(Description of the task) Set down everything in the experimental setup section from "The HSI has" down to "interval [0, 255].", with no changes.

3.1 Experimental Setup

We employed five image compression methods for comparison: MPCA [15], PCA [10], JPEG [6], PCA+JPEG, and KSVD [26]. Among which, JPEG and KSVD are originally proposed for gray-level image processing. When dealing with HSIs, JPEG treats them as a group of gray-level images and compresses one by one. PCA treats all the spectral values of one pixel as a sample, i.e., PCA compresses the band information only. MPCA takes the gray-level image of each band as a sample and compress the spatial redundancy only. For the PCA+JPEG method, this method involves successively compressing an image by PCA and JPEG.

The HSI has to be clipped so that the spatial dimension is divisible by the patch size. For JPEG, the spatial dimension size has to be divisible by 8 × 8 since the DCT translation splits the original gray-level image into 8 × 8 data blocks. Considering these limitations, we adopt the clipping step in all the comparison methods. Furthermore, to alleviate the influence caused by data diversity, we normalized the hyperspectral data to keep all the values in the interval [0, 255].

We employed five indices for the image compression performance evaluation: the peak signal-to-noise ratio (PSNR), the structural similarity (SSIM) index, the feature similarity (FSIM) index, the erreur relative globale adimensionnelle de synthese (ERGAS) [27], and the spectral angle mapper (SAM) [28]. For PSNR, SSIM, and FSIM, the larger the values, the better the performance of the algorithm. The opposite goes for ERGAS and SAM.

(Exercise data)
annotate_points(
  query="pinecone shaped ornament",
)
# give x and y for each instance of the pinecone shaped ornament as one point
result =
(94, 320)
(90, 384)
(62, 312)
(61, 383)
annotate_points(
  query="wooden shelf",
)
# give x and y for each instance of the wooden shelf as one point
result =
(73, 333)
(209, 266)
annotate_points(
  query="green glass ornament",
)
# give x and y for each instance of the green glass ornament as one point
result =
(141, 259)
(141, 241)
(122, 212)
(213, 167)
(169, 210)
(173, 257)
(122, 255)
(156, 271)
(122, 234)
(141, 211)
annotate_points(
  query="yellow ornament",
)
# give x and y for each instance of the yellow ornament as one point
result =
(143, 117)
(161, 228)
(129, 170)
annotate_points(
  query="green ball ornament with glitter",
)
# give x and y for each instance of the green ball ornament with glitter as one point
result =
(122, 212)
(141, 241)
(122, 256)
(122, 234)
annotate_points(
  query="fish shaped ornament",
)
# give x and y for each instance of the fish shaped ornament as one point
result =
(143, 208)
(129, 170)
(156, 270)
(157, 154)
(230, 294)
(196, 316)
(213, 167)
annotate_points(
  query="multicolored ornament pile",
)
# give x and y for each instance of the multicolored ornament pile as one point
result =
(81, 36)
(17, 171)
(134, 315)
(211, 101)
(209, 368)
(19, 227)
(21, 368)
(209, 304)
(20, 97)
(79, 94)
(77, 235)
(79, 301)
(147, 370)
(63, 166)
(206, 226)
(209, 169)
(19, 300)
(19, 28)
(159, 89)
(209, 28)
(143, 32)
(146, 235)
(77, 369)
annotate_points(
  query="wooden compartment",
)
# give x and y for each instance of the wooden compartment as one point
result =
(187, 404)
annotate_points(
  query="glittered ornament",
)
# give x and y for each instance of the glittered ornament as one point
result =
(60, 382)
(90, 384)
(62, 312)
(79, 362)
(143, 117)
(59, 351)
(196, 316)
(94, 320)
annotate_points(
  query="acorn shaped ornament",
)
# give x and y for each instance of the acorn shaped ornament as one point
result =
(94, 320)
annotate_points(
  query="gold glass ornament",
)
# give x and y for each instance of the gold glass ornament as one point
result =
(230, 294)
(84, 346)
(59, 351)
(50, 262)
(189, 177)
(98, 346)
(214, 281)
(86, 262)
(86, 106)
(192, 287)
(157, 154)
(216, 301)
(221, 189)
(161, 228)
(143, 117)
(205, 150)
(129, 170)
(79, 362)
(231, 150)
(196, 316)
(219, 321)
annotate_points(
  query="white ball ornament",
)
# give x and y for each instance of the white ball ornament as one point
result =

--

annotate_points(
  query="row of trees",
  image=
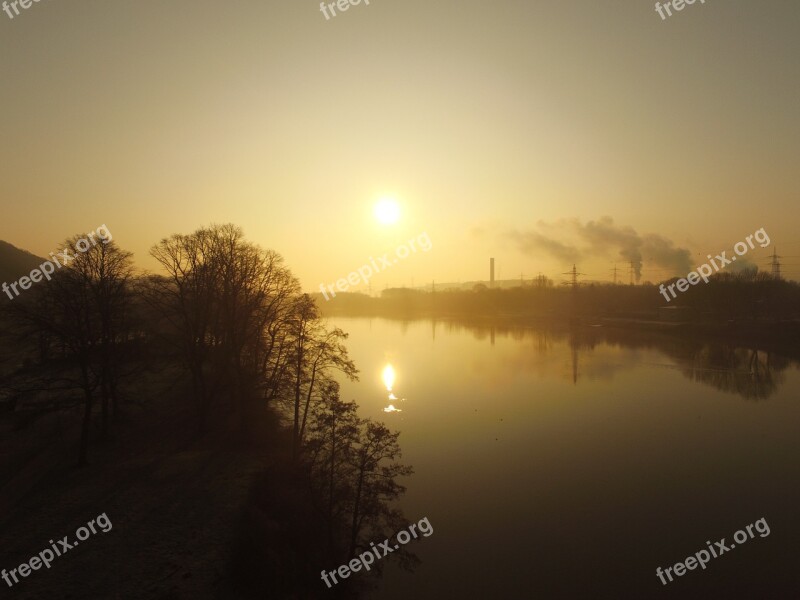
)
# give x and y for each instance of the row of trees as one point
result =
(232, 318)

* * *

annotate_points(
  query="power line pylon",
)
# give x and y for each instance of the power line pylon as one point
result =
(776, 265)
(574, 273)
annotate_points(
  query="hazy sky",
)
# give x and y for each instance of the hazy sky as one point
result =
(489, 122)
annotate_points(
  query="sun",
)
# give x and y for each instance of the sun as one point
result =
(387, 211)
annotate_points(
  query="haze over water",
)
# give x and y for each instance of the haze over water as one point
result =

(Exercise output)
The HSI has to be clipped so that the spatial dimension is divisible by the patch size. For JPEG, the spatial dimension size has to be divisible by 8 × 8 since the DCT translation splits the original gray-level image into 8 × 8 data blocks. Considering these limitations, we adopt the clipping step in all the comparison methods. Furthermore, to alleviate the influence caused by data diversity, we normalized the hyperspectral data to keep all the values in the interval [0, 255].